Instruction >>
Reproduce every one of the records below verbatim, keeping their original order and making no changes.

Extracted information >>

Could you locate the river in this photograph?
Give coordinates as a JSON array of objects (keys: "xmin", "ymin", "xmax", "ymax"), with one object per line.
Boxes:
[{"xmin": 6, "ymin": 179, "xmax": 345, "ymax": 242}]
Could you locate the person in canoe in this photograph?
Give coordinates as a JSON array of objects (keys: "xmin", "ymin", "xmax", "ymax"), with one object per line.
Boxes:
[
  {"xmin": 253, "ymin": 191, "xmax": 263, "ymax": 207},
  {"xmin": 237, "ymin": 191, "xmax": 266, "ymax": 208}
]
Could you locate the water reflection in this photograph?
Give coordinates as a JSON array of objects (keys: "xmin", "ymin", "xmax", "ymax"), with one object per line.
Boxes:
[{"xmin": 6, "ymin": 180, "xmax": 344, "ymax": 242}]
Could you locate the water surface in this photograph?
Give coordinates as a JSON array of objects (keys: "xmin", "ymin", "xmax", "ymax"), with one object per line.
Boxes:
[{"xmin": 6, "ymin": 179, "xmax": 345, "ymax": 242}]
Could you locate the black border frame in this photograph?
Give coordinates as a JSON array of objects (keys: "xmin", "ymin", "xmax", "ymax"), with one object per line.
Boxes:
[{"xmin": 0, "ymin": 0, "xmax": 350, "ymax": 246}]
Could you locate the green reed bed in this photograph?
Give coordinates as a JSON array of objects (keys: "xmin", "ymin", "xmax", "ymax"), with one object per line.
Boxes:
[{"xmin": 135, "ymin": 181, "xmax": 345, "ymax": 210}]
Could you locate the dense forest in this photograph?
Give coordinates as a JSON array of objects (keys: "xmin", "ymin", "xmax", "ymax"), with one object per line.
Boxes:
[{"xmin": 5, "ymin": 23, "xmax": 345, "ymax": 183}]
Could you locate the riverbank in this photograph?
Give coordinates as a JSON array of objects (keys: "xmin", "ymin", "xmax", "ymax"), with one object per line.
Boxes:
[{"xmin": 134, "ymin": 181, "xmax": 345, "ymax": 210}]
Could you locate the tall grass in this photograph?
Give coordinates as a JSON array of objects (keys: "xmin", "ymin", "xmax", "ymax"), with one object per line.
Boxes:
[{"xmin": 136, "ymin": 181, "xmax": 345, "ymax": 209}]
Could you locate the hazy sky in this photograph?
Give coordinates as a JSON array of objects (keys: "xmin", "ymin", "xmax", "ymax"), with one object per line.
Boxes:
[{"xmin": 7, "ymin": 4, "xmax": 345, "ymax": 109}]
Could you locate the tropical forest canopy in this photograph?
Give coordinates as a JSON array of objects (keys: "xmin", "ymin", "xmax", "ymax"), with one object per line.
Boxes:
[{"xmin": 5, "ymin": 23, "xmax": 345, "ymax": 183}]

Task response >>
Could you locate the river in this photograph?
Give coordinates as a JSON array of objects (keys: "xmin", "ymin", "xmax", "ymax"), with one object per line.
Boxes:
[{"xmin": 6, "ymin": 179, "xmax": 345, "ymax": 242}]
Could you locate the person in canoe in this photograph?
Give coordinates as a JSON array of objects (keys: "xmin", "ymin", "xmax", "ymax"), with one object per line.
Boxes:
[
  {"xmin": 253, "ymin": 191, "xmax": 263, "ymax": 207},
  {"xmin": 237, "ymin": 191, "xmax": 266, "ymax": 208}
]
Could you locate the water reflection in this photograph?
Give coordinates as a JSON array of objects (keys: "xmin", "ymin", "xmax", "ymax"), with one object per line.
Boxes:
[{"xmin": 6, "ymin": 180, "xmax": 344, "ymax": 242}]
Could you locate the water surface in this photograph?
Give coordinates as a JSON array of objects (keys: "xmin", "ymin", "xmax", "ymax"), with one object per line.
Boxes:
[{"xmin": 6, "ymin": 179, "xmax": 345, "ymax": 242}]
Could you locate the black border frame in this photograph?
Give coordinates as a JSON array of objects (keys: "xmin", "ymin", "xmax", "ymax"), with one object per line.
Boxes:
[{"xmin": 0, "ymin": 0, "xmax": 350, "ymax": 246}]
Could you locate the green reed bed in this photograph?
Give coordinates as a JSON array of objects (keys: "xmin", "ymin", "xmax", "ymax"), with one object per line.
Boxes:
[{"xmin": 135, "ymin": 181, "xmax": 345, "ymax": 210}]
Could you locate the dense forest in this photograph?
Give coordinates as a JSON array of objects (keys: "xmin", "ymin", "xmax", "ymax"), with one object per line.
Boxes:
[{"xmin": 5, "ymin": 23, "xmax": 345, "ymax": 183}]
Could you locate the riverbank in this photograph?
Give coordinates as a JSON array of objects (keys: "xmin", "ymin", "xmax", "ymax"), with one object per line.
Boxes:
[{"xmin": 134, "ymin": 181, "xmax": 345, "ymax": 210}]
Could you locate the tall grass in this photograph?
Give coordinates as a JSON array of objects (keys: "xmin", "ymin", "xmax", "ymax"), with one object per line.
Boxes:
[{"xmin": 136, "ymin": 181, "xmax": 345, "ymax": 209}]
Could you locate the hazy sky in this photograph?
Give coordinates as a JSON array of objects (keys: "xmin", "ymin", "xmax", "ymax"), with one object per line.
Boxes:
[{"xmin": 7, "ymin": 4, "xmax": 345, "ymax": 109}]
Could you locate the tropical forest canopy in this photograph?
Give coordinates as a JSON array of objects (keys: "xmin", "ymin", "xmax", "ymax"), with one object per line.
Boxes:
[{"xmin": 5, "ymin": 23, "xmax": 345, "ymax": 183}]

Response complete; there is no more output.